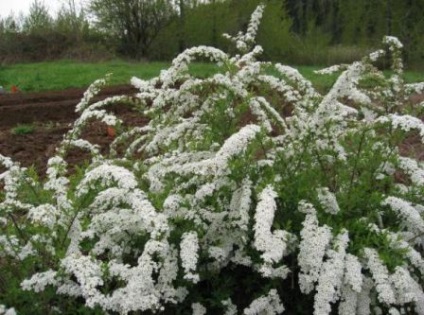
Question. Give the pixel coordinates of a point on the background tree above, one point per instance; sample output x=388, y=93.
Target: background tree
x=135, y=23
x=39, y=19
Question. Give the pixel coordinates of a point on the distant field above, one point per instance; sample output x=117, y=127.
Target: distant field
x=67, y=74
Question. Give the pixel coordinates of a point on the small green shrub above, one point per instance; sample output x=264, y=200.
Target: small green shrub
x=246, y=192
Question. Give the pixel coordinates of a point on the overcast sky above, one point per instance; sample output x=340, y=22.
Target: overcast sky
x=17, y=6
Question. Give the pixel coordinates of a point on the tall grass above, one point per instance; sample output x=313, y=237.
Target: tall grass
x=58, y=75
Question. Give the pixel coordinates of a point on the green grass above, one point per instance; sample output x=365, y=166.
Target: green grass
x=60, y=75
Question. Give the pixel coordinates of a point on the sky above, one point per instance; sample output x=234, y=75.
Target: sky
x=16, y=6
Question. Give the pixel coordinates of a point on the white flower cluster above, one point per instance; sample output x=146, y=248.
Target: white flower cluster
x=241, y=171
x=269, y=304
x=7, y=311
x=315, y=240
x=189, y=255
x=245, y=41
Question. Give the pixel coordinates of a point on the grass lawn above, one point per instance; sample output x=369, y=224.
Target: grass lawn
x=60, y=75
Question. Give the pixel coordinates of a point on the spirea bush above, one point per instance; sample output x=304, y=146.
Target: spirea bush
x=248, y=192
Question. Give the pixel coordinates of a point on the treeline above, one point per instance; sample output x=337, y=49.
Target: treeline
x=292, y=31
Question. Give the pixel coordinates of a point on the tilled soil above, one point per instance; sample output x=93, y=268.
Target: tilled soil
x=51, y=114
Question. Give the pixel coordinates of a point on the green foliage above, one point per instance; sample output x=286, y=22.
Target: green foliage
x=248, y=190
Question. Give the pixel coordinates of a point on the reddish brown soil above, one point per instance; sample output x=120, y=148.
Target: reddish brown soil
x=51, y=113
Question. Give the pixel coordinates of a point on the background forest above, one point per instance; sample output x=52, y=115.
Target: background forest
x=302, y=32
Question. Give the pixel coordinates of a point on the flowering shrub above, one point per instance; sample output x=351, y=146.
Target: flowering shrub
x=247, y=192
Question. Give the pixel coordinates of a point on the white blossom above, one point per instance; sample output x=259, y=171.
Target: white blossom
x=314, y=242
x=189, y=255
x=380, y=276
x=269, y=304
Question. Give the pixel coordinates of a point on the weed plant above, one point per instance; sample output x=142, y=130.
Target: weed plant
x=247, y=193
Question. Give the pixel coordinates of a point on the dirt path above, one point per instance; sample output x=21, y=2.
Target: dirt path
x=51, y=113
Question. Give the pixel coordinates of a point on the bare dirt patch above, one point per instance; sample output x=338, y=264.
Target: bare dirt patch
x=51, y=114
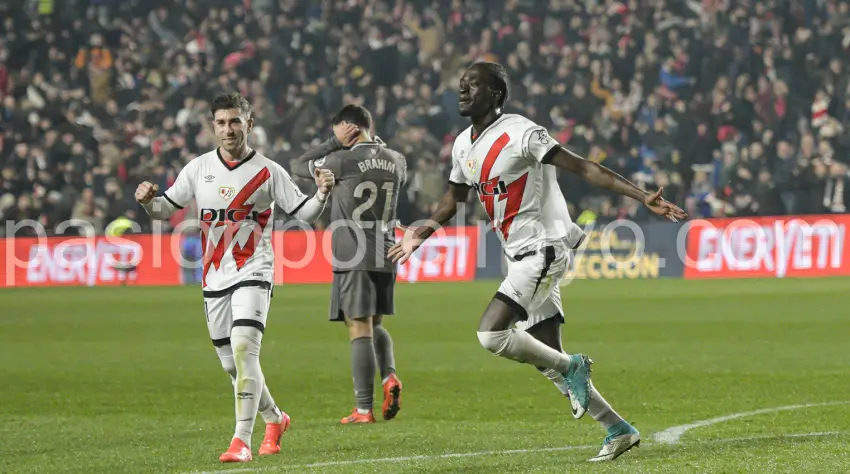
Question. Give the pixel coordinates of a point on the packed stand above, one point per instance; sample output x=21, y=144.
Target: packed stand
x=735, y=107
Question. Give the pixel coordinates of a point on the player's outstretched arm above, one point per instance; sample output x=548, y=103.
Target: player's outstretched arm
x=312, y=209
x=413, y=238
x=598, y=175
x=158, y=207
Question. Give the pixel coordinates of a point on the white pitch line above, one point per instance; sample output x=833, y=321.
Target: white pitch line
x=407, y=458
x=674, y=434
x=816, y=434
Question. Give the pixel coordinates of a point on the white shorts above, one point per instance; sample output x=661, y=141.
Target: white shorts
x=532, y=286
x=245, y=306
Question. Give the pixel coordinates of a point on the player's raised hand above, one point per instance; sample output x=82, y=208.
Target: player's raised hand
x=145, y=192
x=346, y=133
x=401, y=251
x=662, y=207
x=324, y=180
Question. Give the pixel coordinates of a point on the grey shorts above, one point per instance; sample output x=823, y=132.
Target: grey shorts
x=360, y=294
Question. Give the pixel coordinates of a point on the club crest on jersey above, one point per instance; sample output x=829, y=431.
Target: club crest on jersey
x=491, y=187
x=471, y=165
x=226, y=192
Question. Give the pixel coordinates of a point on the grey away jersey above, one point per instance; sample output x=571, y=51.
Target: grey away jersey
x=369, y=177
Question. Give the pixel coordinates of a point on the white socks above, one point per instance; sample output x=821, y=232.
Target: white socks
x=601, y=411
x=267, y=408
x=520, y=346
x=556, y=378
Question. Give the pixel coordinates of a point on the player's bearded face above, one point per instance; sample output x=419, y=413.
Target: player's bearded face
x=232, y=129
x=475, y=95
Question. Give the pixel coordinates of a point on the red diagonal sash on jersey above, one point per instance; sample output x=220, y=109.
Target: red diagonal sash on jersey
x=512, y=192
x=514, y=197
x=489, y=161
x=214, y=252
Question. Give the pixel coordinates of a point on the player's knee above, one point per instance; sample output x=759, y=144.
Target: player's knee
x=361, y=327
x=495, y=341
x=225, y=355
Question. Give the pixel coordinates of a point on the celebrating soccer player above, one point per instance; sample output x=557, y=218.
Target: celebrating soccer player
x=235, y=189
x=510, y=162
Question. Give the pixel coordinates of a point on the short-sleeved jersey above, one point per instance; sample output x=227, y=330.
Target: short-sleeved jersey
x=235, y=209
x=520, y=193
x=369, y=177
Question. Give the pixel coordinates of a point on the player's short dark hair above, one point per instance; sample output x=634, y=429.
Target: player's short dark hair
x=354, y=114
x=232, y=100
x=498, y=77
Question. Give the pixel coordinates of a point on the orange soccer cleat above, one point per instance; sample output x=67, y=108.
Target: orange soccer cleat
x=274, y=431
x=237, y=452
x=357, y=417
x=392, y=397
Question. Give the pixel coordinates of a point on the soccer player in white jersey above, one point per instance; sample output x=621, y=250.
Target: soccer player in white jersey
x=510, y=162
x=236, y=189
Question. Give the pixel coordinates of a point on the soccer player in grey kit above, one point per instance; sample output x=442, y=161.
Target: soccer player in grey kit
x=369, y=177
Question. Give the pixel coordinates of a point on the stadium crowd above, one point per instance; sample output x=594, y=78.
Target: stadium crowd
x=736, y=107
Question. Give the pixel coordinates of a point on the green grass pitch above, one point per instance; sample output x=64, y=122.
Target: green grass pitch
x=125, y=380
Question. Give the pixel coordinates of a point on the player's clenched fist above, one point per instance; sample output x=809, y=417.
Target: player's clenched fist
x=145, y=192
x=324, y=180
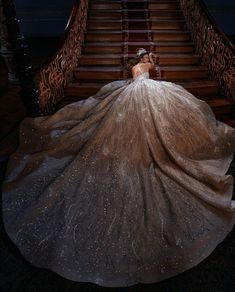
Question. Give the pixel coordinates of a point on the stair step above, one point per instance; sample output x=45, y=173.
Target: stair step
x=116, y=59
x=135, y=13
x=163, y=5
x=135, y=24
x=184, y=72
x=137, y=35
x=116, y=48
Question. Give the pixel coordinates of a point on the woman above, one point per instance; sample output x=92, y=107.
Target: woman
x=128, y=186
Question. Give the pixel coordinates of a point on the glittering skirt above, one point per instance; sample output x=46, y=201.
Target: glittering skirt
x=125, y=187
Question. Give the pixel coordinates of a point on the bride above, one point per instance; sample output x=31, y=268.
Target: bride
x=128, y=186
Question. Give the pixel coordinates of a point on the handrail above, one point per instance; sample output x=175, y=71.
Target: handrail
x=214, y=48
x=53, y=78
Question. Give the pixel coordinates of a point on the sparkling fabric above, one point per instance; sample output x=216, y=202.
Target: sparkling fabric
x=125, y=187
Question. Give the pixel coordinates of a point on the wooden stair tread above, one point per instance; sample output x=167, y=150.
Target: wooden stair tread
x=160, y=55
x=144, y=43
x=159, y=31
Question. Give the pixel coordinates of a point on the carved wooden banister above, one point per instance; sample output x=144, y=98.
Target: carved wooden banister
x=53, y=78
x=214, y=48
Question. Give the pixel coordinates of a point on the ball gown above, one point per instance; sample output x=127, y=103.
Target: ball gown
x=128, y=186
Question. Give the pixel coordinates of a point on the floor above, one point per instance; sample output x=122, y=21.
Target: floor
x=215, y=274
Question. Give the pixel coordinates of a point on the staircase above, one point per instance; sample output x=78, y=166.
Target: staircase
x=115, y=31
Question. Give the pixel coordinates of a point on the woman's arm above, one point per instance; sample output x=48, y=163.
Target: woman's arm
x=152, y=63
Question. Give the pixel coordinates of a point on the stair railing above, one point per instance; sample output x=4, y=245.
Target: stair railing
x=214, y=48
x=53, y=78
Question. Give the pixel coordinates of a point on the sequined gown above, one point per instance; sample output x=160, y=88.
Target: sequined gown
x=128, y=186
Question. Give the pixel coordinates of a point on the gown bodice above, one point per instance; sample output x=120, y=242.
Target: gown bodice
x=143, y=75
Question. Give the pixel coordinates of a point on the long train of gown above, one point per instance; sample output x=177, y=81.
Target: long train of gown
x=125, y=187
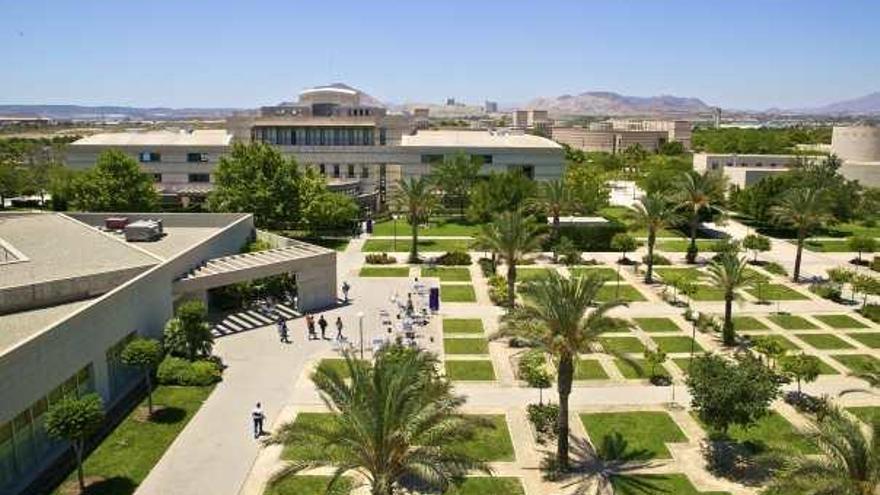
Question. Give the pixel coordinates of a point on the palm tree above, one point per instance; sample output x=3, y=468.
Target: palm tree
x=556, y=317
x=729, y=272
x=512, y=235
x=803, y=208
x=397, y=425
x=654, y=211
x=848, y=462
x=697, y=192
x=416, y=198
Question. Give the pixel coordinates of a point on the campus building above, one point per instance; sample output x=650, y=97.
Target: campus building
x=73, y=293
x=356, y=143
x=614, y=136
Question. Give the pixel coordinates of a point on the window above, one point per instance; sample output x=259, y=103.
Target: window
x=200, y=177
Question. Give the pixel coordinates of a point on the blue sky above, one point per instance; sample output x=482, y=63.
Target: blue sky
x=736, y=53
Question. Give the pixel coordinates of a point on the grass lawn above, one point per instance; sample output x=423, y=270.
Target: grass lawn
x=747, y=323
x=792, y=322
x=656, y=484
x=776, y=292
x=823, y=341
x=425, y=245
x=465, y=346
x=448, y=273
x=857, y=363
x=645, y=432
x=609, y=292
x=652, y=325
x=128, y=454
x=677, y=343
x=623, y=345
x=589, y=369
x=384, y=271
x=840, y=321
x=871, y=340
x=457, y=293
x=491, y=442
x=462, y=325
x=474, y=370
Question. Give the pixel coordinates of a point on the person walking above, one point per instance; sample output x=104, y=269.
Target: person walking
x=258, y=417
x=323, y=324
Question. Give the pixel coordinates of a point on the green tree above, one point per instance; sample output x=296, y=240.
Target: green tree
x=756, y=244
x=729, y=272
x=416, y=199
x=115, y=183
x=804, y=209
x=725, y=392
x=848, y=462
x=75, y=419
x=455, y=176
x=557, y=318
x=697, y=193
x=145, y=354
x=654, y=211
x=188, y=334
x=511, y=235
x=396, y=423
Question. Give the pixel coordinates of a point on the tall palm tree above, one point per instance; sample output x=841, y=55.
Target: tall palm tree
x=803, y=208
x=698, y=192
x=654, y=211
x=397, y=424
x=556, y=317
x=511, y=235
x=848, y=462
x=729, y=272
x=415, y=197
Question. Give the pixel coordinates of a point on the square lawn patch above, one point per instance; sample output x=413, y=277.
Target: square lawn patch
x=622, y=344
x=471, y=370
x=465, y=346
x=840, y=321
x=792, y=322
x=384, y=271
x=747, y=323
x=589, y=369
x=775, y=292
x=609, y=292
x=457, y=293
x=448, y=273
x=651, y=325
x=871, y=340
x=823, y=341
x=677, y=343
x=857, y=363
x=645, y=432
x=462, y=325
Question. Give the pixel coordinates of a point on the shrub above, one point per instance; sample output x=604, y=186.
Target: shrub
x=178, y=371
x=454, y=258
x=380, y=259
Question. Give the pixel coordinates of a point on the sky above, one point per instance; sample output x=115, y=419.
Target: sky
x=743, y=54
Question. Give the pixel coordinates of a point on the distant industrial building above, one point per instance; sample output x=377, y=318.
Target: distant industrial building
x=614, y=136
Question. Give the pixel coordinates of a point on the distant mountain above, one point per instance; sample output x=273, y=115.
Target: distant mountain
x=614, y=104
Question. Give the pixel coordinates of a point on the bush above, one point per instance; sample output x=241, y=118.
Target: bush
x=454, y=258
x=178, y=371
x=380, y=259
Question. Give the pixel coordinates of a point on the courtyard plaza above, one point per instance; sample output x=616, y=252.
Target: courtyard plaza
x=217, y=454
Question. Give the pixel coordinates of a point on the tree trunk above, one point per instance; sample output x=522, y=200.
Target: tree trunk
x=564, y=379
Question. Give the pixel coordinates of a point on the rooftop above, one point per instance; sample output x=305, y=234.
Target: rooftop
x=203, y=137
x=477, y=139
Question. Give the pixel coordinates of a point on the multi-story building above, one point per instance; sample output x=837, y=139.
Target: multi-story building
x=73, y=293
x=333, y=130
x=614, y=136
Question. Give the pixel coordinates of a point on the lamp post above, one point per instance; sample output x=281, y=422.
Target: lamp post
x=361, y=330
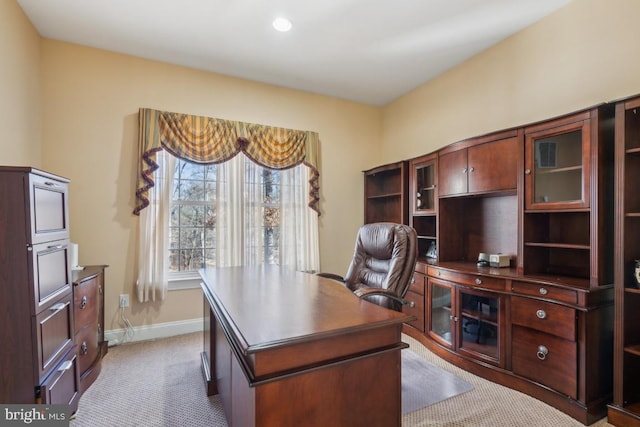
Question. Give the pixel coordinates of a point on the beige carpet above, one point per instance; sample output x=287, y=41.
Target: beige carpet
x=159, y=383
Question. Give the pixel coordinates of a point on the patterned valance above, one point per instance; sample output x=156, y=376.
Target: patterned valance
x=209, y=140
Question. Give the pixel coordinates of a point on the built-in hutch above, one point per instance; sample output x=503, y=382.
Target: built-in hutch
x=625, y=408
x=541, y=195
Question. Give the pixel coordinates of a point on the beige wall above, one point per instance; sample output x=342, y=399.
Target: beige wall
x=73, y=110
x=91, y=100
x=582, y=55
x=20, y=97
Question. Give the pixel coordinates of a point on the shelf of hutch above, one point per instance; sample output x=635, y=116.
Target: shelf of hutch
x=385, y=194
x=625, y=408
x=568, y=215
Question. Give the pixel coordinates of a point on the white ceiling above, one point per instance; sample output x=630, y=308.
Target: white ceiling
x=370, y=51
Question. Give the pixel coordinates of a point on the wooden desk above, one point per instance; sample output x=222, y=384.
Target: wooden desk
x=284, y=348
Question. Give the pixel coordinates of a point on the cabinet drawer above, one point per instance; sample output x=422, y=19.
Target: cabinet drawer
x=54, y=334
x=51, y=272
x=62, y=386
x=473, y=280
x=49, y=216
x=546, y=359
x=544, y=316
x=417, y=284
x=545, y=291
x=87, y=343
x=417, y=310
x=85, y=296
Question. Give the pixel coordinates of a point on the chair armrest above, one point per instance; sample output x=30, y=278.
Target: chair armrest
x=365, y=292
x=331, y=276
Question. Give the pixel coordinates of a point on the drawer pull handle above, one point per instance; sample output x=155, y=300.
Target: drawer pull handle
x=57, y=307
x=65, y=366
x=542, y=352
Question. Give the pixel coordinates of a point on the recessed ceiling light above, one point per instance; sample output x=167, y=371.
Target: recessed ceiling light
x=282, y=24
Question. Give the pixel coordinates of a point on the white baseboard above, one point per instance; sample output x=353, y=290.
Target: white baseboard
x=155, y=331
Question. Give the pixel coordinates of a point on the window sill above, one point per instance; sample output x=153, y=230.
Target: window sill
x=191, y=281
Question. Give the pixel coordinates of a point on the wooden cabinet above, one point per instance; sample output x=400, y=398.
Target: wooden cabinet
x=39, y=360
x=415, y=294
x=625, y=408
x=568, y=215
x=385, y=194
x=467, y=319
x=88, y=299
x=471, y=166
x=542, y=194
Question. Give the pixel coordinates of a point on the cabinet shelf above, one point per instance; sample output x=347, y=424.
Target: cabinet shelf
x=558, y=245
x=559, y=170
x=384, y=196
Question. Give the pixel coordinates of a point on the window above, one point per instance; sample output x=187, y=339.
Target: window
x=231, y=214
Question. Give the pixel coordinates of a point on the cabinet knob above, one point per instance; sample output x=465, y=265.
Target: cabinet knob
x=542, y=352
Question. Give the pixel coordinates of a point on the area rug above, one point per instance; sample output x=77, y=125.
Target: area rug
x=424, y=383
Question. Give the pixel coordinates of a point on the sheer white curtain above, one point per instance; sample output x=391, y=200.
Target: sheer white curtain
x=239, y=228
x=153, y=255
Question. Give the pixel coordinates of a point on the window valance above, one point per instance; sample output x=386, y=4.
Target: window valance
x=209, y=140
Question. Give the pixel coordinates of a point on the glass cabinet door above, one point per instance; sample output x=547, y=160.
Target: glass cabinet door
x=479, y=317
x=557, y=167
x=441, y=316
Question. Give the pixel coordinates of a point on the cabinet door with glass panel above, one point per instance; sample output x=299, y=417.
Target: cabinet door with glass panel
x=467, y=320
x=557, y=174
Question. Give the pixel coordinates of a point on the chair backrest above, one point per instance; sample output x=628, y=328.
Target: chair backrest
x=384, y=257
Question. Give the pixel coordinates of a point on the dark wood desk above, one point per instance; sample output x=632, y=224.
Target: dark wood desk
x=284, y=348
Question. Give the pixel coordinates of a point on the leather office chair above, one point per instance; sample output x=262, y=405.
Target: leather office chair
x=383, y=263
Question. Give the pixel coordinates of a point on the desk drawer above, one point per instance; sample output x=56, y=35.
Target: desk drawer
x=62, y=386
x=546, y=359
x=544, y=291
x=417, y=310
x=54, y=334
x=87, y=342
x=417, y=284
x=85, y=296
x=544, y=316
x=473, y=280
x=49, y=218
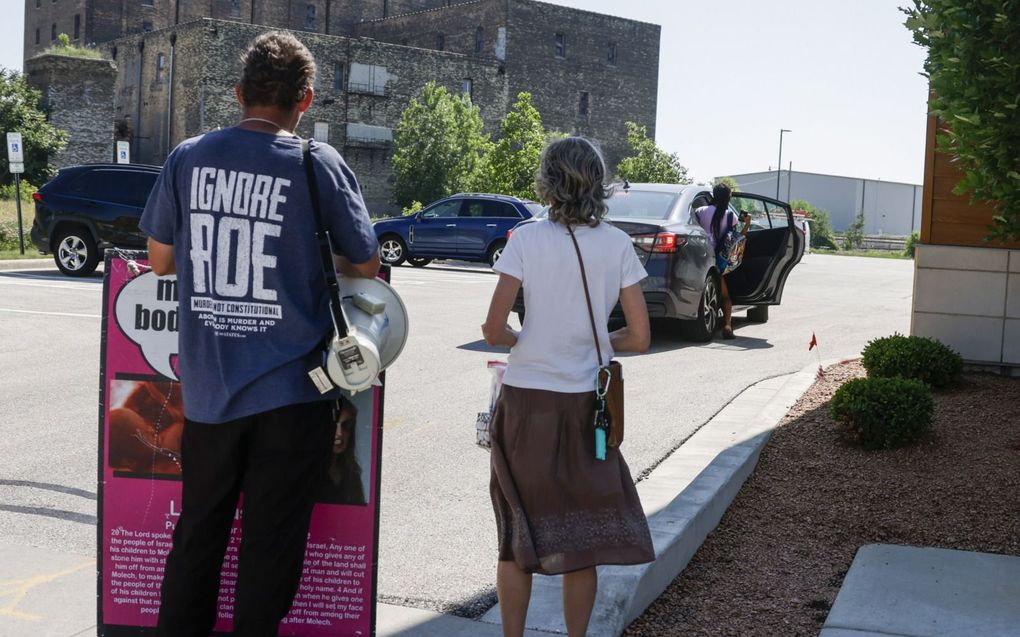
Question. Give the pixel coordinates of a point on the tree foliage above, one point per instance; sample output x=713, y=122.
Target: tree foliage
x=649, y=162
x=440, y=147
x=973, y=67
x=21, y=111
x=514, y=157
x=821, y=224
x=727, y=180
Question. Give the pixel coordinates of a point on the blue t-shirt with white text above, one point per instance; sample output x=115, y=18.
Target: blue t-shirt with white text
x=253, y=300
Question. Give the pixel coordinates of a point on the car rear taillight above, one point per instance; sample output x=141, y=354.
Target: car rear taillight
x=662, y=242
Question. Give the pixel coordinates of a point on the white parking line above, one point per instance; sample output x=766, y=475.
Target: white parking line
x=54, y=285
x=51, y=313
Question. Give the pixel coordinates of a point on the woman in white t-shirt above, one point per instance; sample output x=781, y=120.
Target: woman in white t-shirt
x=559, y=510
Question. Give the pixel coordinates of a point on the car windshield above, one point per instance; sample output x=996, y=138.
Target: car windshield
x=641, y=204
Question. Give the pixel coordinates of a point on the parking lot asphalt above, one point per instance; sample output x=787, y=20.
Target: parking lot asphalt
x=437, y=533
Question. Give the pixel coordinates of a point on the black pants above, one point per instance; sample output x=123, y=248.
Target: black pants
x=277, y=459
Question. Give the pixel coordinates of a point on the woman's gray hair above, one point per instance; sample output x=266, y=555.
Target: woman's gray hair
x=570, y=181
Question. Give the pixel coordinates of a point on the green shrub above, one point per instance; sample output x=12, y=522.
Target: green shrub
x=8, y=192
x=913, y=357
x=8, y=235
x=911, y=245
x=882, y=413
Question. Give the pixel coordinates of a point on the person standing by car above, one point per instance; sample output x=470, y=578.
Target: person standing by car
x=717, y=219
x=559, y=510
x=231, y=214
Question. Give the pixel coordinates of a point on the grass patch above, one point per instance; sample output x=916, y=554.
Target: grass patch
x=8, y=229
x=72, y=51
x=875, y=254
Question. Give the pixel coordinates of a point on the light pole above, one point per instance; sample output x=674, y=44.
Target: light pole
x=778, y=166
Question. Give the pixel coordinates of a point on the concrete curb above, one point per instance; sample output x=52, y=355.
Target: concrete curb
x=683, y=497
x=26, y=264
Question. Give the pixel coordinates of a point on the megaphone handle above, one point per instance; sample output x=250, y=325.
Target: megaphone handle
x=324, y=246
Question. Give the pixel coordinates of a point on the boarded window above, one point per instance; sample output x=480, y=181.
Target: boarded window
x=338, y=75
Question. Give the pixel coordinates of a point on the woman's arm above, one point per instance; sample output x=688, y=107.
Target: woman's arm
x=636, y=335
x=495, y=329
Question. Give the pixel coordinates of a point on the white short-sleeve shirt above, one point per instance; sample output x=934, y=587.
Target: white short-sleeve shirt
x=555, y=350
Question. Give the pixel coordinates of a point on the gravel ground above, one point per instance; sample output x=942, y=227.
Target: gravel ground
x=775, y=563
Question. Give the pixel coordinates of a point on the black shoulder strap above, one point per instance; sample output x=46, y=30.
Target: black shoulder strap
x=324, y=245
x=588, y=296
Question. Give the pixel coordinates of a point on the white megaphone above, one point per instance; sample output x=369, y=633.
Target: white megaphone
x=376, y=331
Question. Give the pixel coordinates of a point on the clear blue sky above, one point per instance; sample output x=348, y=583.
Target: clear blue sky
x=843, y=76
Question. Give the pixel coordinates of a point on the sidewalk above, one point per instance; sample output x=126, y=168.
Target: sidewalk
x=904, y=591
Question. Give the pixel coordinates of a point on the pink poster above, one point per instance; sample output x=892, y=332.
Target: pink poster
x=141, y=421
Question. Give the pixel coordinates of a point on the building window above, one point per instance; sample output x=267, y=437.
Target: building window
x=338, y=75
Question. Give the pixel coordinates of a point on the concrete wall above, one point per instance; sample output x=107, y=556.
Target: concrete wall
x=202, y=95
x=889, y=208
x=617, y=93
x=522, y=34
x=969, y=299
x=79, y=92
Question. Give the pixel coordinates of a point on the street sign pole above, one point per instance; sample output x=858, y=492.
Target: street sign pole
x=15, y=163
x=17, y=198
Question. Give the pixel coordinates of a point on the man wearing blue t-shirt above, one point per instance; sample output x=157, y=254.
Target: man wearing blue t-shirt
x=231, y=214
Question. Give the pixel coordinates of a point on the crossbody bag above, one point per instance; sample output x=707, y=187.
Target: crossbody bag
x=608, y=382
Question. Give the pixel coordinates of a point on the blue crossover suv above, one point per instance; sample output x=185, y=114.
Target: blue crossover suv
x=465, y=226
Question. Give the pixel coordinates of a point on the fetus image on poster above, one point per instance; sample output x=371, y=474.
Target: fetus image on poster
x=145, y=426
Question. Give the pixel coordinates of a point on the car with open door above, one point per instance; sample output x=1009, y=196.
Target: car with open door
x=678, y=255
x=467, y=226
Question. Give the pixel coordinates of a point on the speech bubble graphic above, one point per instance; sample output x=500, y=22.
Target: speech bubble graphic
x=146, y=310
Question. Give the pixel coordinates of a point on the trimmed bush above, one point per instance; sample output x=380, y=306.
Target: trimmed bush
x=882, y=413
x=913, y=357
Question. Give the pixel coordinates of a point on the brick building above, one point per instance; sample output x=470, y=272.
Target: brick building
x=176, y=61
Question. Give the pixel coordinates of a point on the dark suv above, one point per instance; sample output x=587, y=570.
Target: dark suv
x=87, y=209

# # #

Work instructions: Restate exactly, and only, every line from the one that contains "Target: street sign pole" through the last line of the records.

Answer:
Target: street sign pole
x=15, y=163
x=17, y=198
Question. Give the pixel coordinates of a point on the man wearing blue t-shirt above, one point per instance; sample output x=157, y=254.
Target: man wearing blue t-shirt
x=231, y=214
Question. Give the pixel coordinates of a point on the crossbody bag above, one point per instance; sample output x=707, y=187.
Target: crossbody bag
x=608, y=382
Question. Give the pixel coordinates of a point on the blue crossover suv above, one point per instance; sample output x=185, y=114.
Target: blue crossover suv
x=465, y=226
Question. Give the pixel coordinates of a point on the fetus image on poster above, one point per instance; sample output x=371, y=474.
Target: fetus image on poster
x=145, y=426
Question. Give the pixel coordinates of a point on the car with open door above, one point per instance; sample output x=1009, y=196.
Target: car with open door
x=678, y=255
x=467, y=226
Question. Give the pixel coordinates of a point on the speech bubble graphic above, one point per instance; sample output x=500, y=22.
Target: speech bubble graphic
x=146, y=310
Question. Give the pixel coordinates of a point on the trimmed bush above, one point per instance; sample output x=380, y=306.
Target: trimmed bush
x=882, y=413
x=913, y=357
Question. Give the pixel coordinates of a point on the brick building above, one point per instance; sample output x=470, y=272.
Target: brick building
x=176, y=61
Question. Give the pixel coordinates of a point on the dark suv above, one point per instance; sample output x=587, y=570.
Target: dark suv
x=87, y=209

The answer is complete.